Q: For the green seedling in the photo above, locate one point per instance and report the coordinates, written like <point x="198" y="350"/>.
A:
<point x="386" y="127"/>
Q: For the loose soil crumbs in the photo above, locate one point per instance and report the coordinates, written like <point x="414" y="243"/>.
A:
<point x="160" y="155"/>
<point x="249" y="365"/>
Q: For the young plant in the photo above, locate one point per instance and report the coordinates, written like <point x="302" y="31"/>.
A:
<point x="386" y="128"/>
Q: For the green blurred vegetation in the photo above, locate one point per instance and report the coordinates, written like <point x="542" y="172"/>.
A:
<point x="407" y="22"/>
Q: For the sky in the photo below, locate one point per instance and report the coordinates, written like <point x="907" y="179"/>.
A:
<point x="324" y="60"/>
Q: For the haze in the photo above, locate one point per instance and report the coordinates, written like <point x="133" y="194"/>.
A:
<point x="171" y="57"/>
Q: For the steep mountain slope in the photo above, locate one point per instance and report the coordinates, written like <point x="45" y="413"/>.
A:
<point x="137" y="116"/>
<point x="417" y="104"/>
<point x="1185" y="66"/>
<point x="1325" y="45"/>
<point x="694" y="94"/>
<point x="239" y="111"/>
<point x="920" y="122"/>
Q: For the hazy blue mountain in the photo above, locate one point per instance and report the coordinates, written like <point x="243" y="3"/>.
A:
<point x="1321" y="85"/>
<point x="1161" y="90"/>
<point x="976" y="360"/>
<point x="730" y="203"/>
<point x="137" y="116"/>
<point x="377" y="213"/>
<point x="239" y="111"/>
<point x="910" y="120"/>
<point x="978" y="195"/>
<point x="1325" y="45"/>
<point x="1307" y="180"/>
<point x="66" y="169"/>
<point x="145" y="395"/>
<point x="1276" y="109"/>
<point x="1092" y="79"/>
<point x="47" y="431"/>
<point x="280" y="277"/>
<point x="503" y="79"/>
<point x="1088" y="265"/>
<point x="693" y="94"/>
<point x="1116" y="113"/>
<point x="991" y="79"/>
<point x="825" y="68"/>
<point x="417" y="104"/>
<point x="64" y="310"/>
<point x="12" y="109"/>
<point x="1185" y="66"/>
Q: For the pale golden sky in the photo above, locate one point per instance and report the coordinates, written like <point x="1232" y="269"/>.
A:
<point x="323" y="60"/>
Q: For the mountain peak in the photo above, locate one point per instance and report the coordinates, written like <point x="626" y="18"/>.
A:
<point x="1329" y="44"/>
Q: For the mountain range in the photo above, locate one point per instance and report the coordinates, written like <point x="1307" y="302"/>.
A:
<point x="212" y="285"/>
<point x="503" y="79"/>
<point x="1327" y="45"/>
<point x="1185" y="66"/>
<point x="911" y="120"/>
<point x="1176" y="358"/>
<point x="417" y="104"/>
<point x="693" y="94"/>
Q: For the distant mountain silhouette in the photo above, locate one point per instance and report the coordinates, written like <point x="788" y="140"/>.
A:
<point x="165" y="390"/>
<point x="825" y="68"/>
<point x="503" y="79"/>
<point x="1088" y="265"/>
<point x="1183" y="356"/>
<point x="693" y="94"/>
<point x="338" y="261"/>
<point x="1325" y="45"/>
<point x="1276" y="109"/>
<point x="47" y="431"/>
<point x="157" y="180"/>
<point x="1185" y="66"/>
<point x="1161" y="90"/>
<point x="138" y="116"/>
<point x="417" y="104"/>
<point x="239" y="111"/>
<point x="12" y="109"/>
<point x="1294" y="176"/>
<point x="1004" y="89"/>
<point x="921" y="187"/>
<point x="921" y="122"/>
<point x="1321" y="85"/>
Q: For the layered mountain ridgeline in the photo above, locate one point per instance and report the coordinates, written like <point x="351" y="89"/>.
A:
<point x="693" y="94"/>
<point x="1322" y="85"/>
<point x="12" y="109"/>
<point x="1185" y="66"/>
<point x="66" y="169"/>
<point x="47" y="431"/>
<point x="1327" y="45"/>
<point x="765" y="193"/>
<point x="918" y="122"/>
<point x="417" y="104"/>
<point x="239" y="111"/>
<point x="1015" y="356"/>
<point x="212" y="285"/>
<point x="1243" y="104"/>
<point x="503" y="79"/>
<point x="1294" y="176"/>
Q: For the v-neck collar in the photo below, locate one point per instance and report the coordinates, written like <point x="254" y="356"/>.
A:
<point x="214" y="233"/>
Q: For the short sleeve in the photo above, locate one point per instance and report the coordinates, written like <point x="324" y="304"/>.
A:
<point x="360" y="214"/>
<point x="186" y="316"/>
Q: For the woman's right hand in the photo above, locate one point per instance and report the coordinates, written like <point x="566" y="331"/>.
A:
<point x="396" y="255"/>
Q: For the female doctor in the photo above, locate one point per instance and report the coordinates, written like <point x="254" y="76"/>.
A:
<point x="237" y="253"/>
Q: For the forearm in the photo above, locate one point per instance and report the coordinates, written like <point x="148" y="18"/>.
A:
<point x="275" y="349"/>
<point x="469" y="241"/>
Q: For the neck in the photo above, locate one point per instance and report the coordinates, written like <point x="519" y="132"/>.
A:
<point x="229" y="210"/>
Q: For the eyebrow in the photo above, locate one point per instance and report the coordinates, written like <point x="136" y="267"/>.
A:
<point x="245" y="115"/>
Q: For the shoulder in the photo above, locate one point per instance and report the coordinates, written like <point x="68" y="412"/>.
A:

-----

Rewrite all of the lines above with "locate" replaced by "mark" wherever it occurs, leaving everything else unchanged.

Q: For the green seedling in the photo above, mark one point per instance and report the coordinates, written like <point x="198" y="350"/>.
A:
<point x="386" y="127"/>
Q: For the loose soil crumbs in the photo above, mark one point per instance and report the coordinates, written like <point x="414" y="243"/>.
A:
<point x="160" y="155"/>
<point x="249" y="365"/>
Q: For the young plant in the photo above, mark one point per instance and report the coordinates, written like <point x="302" y="31"/>.
A:
<point x="386" y="128"/>
Q: For the green blurred vegetation in the photo above, mark one point per instance and report the coordinates, written like <point x="542" y="172"/>.
A:
<point x="407" y="22"/>
Q: For the sky in the photo below, mark one point per instance and report the coordinates, written like <point x="907" y="179"/>.
A:
<point x="324" y="60"/>
Q: For the haze in the photo above, mark one point per instance and report the coordinates, written like <point x="133" y="194"/>.
A:
<point x="171" y="57"/>
Q: For the steep mountain slope in the photo above, mark one point per instance and report the coordinates, written like <point x="45" y="413"/>.
A:
<point x="137" y="116"/>
<point x="417" y="104"/>
<point x="1185" y="66"/>
<point x="1325" y="45"/>
<point x="694" y="94"/>
<point x="239" y="111"/>
<point x="920" y="122"/>
Q: For the hazy blue mountain in the photo above, mark one point per instance and report the coordinates, written like <point x="243" y="3"/>.
A:
<point x="1321" y="85"/>
<point x="1161" y="90"/>
<point x="976" y="360"/>
<point x="730" y="203"/>
<point x="137" y="116"/>
<point x="377" y="213"/>
<point x="239" y="111"/>
<point x="910" y="120"/>
<point x="978" y="195"/>
<point x="1325" y="45"/>
<point x="1307" y="180"/>
<point x="66" y="169"/>
<point x="145" y="395"/>
<point x="1276" y="109"/>
<point x="1092" y="79"/>
<point x="47" y="431"/>
<point x="280" y="277"/>
<point x="503" y="79"/>
<point x="1088" y="265"/>
<point x="693" y="94"/>
<point x="1116" y="113"/>
<point x="991" y="79"/>
<point x="825" y="68"/>
<point x="417" y="104"/>
<point x="64" y="310"/>
<point x="12" y="109"/>
<point x="1185" y="66"/>
Q: For the pale golden sky in the photo above, mark one point per instance and report the coordinates, written like <point x="1232" y="269"/>.
A:
<point x="323" y="60"/>
Q: For the mountain peak in the photo above, mark one point per instance and report the coordinates, written like <point x="626" y="18"/>.
A:
<point x="1329" y="44"/>
Q: For the mountain range in the photo above, mark one point per instance and report the coordinates, written like <point x="1307" y="302"/>.
A:
<point x="212" y="285"/>
<point x="503" y="79"/>
<point x="1327" y="45"/>
<point x="1185" y="66"/>
<point x="911" y="120"/>
<point x="1176" y="358"/>
<point x="417" y="104"/>
<point x="693" y="94"/>
Q: For the distant mountain silhouette in the photo above, mark one point per instance and report the coordinates, written like <point x="788" y="140"/>.
A:
<point x="165" y="390"/>
<point x="825" y="68"/>
<point x="503" y="79"/>
<point x="1088" y="265"/>
<point x="1183" y="356"/>
<point x="693" y="94"/>
<point x="338" y="261"/>
<point x="1325" y="45"/>
<point x="1276" y="109"/>
<point x="47" y="431"/>
<point x="157" y="180"/>
<point x="1185" y="66"/>
<point x="1161" y="90"/>
<point x="138" y="116"/>
<point x="417" y="104"/>
<point x="239" y="111"/>
<point x="12" y="109"/>
<point x="1294" y="176"/>
<point x="1004" y="89"/>
<point x="921" y="187"/>
<point x="921" y="122"/>
<point x="1321" y="85"/>
Q: For the layered mountain ridgeline in the photo above, mark one point per instance and report the coordinates, written like <point x="351" y="89"/>.
A:
<point x="693" y="94"/>
<point x="1322" y="85"/>
<point x="12" y="109"/>
<point x="1185" y="66"/>
<point x="66" y="169"/>
<point x="47" y="431"/>
<point x="1327" y="45"/>
<point x="765" y="193"/>
<point x="918" y="122"/>
<point x="417" y="104"/>
<point x="239" y="111"/>
<point x="1015" y="356"/>
<point x="212" y="285"/>
<point x="1243" y="104"/>
<point x="503" y="79"/>
<point x="1294" y="176"/>
Q: For the v-neck collar in the photo below, mark one point per instance and report the coordinates, written like <point x="254" y="356"/>.
A:
<point x="214" y="233"/>
Q: For the short sleeve in the photo above, mark one point per instance and report the coordinates, written like <point x="324" y="304"/>.
A:
<point x="360" y="214"/>
<point x="186" y="316"/>
Q: For the woman's right hand in the photo above, mark one point per instance and report the coordinates, written like <point x="566" y="331"/>.
A:
<point x="396" y="255"/>
Q: For the female doctor in the photo above, mark one point per instance and report the coordinates, written like <point x="254" y="76"/>.
A:
<point x="237" y="253"/>
Q: For the forearm in the photo above, mark one point per instance and report the coordinates, written like <point x="148" y="18"/>.
A:
<point x="275" y="349"/>
<point x="469" y="241"/>
Q: For the neck in the photo above, mark one point per instance and report the coordinates, written like <point x="519" y="132"/>.
A:
<point x="229" y="210"/>
Q: For the eyebrow in the photo above, mark one point per instance and report the coordinates, written like <point x="136" y="267"/>.
A:
<point x="245" y="115"/>
Q: For the shoulder in the photo above, mark one point per instance and report the coordinates, written like <point x="68" y="412"/>.
A:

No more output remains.